**Короткое задание 1:**
Перепишите без изменений фрагмент текста о Федине между словами «Весной 1921 года» и «вот клубок противоречий.» включительно.
*** Исходный текст ***
Текст: Арсений Замостьянов, заместитель главного редактора журнала «Историк»
Брат-привратник
Его судьбу определила поездка в Германию – учиться. Началась война – и он оказался в плену, а когда сумел вернуться в Россию – это была уже другая страна. Федин, уже пытавшийся писать, стал одним из Серапионовых братьев, которые интересны, кроме прочего, и тем, что хотели писать нечто непропагандистское, служить литературе, как пустынники – отбояриваясь от реальности.
Брат-привратник – такую роль он играл в этом литературном сообществе. «Серапионы» каждую неделю собирались, читали и обсуждали то, что писалось. Не стоит считать их фрондерами, в большей степени братьев объединяла молодость и желание учиться литературе. Почти все они в будущем уверенно вошли в советскую литературу – хотя бы на время.
Весной 1921 года Федин совершил опасный шаг, который мало кому по силам. Он вышел из партии, чтобы «сосредоточиться на писательстве». «Я вышел из партии, у меня тяжелая полка с книгами, я пишу». Но еще и, возможно – из-за Кронштадтского мятежа и его подавления. И – из-за зарождавшегося НЭПа, как и многие, верившие в социализм. Такой вот клубок противоречий.
*** Данные задания ***
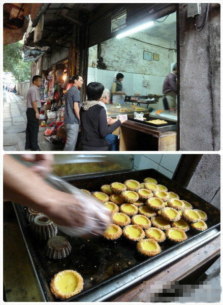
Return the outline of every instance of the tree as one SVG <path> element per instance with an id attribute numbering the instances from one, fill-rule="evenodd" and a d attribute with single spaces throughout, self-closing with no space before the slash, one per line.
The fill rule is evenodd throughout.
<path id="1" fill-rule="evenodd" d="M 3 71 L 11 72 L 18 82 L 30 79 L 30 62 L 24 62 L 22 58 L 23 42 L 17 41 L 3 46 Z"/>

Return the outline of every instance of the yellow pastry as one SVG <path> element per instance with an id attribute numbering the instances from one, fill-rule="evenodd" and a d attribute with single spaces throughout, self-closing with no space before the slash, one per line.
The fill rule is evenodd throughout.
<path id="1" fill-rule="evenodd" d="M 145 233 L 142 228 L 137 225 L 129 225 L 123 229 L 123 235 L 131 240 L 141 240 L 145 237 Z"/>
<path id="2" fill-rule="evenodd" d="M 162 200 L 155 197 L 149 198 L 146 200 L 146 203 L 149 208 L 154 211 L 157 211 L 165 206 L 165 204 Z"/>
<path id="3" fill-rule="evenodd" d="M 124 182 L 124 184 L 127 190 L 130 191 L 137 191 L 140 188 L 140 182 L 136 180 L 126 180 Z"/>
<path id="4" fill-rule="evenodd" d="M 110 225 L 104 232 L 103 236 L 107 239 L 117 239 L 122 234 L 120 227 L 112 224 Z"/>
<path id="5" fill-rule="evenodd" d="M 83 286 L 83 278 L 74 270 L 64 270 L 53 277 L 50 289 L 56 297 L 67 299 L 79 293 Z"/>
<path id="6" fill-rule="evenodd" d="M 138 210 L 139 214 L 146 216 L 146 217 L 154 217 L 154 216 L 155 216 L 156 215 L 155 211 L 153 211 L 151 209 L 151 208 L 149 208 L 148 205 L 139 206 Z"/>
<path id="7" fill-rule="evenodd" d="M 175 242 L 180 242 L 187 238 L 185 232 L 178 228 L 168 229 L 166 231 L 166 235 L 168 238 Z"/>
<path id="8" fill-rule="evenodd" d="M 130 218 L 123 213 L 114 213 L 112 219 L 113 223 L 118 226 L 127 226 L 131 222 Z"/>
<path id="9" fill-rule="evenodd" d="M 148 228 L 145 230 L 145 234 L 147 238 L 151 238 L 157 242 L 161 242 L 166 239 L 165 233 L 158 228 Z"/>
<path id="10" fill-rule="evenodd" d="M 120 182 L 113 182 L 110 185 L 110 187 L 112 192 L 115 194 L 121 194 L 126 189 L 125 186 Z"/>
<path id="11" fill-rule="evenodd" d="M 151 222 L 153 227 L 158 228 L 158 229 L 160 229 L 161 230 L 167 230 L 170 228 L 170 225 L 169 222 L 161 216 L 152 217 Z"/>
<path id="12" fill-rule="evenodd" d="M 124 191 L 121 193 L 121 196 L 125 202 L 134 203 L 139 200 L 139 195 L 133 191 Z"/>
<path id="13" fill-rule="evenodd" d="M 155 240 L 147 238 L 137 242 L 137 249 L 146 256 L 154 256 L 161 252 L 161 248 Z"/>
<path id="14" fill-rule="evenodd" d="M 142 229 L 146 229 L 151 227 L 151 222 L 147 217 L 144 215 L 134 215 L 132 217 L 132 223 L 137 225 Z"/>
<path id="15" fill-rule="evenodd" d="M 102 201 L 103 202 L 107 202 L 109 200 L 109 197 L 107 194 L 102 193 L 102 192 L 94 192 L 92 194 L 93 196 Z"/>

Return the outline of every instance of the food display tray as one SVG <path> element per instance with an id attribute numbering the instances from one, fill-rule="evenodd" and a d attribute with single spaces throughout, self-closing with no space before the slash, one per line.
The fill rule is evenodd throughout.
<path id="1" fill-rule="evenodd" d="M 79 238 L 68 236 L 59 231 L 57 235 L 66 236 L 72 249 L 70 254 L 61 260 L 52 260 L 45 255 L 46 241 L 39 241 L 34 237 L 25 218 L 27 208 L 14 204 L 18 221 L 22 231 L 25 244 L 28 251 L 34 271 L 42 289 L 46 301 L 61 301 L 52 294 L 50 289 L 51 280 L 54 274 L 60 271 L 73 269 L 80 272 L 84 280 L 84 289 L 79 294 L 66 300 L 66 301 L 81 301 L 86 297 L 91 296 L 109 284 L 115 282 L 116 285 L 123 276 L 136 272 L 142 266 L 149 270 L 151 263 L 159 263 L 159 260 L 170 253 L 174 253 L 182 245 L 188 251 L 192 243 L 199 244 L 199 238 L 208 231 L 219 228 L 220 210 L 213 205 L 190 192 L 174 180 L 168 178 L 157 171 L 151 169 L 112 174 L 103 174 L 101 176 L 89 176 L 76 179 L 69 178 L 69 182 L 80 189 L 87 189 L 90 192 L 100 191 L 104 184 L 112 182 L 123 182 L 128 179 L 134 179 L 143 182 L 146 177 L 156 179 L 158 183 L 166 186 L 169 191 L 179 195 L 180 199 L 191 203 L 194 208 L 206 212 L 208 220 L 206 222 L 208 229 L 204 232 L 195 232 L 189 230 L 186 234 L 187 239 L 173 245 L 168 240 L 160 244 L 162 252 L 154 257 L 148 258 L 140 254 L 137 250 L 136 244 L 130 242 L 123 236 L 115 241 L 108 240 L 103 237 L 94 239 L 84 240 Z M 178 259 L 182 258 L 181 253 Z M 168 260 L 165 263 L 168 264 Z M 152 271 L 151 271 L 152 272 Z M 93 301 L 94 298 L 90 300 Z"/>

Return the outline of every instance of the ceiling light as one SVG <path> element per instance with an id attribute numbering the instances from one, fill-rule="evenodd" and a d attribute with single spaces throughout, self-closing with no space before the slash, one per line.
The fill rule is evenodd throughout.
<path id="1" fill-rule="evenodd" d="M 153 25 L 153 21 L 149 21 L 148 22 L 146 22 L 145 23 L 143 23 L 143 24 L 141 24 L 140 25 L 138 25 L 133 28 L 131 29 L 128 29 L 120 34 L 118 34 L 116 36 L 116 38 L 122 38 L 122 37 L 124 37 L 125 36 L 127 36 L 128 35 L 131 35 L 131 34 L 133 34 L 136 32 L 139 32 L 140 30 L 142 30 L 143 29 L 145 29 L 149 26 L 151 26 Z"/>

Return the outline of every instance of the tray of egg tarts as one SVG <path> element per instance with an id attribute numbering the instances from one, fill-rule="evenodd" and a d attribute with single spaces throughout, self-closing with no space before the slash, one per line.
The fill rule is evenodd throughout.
***
**Короткое задание 2:**
Оформите строки записей между первой строкой и строкой, содержащей «3 71 L 11 72», включительно как список JSON, где каждой строке соответствует отдельная строка списка. Пустые строки пропустите, изображения в ответ не включайте.

**Результат 1:**
Весной 1921 года Федин совершил опасный шаг, который мало кому по силам. Он вышел из партии, чтобы «сосредоточиться на писательстве». «Я вышел из партии, у меня тяжелая полка с книгами, я пишу». Но еще и, возможно – из-за Кронштадтского мятежа и его подавления. И – из-за зарождавшегося НЭПа, как и многие, верившие в социализм. Такой вот клубок противоречий.

**Результат 2:**
[
  "Return the outline of every instance of the tree as one SVG <path> element per instance with an id attribute numbering the instances from one, fill-rule=\"evenodd\" and a d attribute with single spaces throughout, self-closing with no space before the slash, one per line.",
  "The fill rule is evenodd throughout.",
  "<path id=\"1\" fill-rule=\"evenodd\" d=\"M 3 71 L 11 72 L 18 82 L 30 79 L 30 62 L 24 62 L 22 58 L 23 42 L 17 41 L 3 46 Z\"/>"
]